==== DATA TO USE

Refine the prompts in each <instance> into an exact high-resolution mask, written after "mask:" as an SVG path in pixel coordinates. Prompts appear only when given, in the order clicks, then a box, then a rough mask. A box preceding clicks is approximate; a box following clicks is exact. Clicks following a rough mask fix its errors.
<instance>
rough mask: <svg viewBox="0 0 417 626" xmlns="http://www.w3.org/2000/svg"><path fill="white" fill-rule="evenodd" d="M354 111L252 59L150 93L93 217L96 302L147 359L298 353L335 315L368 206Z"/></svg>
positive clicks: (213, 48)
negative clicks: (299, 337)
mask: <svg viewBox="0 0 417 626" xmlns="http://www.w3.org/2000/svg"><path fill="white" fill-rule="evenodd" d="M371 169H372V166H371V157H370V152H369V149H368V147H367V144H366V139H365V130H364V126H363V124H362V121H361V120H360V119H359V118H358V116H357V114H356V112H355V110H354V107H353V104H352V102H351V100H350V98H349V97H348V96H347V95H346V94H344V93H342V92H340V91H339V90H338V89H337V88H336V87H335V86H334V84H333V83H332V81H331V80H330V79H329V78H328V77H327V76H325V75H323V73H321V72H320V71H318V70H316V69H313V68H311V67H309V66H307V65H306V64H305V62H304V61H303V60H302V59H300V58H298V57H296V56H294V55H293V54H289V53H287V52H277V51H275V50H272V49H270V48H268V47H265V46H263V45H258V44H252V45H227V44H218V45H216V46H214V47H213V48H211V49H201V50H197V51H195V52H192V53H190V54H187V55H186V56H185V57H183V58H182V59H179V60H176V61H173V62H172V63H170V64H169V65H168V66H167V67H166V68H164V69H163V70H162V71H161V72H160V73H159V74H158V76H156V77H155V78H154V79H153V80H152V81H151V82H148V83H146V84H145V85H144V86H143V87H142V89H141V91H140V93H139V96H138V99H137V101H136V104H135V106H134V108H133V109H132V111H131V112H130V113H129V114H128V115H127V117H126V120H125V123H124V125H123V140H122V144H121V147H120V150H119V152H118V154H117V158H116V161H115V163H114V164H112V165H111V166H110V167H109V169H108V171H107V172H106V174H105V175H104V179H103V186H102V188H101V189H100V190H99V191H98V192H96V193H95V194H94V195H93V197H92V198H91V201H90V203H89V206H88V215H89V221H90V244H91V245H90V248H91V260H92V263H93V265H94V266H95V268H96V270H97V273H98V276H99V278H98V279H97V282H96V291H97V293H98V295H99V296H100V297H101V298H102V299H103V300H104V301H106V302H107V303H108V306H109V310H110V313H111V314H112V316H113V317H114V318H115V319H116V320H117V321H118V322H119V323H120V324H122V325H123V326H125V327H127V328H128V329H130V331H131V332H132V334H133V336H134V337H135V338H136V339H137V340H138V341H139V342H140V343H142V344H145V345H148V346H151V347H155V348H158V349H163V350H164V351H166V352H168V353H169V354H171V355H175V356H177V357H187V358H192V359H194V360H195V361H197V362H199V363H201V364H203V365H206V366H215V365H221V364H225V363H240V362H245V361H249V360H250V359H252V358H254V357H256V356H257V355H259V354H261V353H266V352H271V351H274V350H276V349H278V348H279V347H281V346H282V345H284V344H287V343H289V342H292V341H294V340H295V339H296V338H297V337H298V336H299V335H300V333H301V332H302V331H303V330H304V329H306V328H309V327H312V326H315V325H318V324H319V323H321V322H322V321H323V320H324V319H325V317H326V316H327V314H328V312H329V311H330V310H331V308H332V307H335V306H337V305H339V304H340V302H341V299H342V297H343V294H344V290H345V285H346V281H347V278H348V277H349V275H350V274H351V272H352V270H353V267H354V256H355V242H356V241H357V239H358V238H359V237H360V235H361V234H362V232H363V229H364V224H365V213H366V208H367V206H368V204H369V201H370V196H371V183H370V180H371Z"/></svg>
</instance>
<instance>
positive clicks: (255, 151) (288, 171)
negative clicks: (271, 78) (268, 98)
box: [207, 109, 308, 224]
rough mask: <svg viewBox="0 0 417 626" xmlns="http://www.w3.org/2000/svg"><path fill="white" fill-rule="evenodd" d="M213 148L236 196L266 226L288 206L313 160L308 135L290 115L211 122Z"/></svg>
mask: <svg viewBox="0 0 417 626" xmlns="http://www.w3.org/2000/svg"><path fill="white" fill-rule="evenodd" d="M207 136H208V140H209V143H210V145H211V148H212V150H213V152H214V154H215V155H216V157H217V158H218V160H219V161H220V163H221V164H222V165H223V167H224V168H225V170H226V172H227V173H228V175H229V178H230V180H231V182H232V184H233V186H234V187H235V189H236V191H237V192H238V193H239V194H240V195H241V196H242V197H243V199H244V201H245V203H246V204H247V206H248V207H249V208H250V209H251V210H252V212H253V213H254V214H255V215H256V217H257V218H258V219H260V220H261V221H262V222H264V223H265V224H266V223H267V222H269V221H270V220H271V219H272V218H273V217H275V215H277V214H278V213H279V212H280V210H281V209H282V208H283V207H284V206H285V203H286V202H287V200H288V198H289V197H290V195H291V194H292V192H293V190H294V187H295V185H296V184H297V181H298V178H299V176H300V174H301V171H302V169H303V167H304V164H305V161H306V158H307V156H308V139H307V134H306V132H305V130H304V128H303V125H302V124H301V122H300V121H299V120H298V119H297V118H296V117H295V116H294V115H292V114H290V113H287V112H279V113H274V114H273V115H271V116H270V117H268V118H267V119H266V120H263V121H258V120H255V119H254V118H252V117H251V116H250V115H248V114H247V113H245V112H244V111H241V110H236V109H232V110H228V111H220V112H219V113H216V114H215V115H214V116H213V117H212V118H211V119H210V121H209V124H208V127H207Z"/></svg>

========

▸ EXERCISE DIRECTIONS
Wherever the word "instance" turns up in the records above, copy the line that holds it.

▸ ANSWER SECTION
Refine the prompts in each <instance> into an exact high-resolution mask, written after "mask:" as an SVG path in pixel coordinates. Prompts appear only when given, in the order clicks, then a box, then a rough mask. A box preceding clicks is approximate; a box following clicks is exact. Clicks following a rough mask fix its errors.
<instance>
</instance>
<instance>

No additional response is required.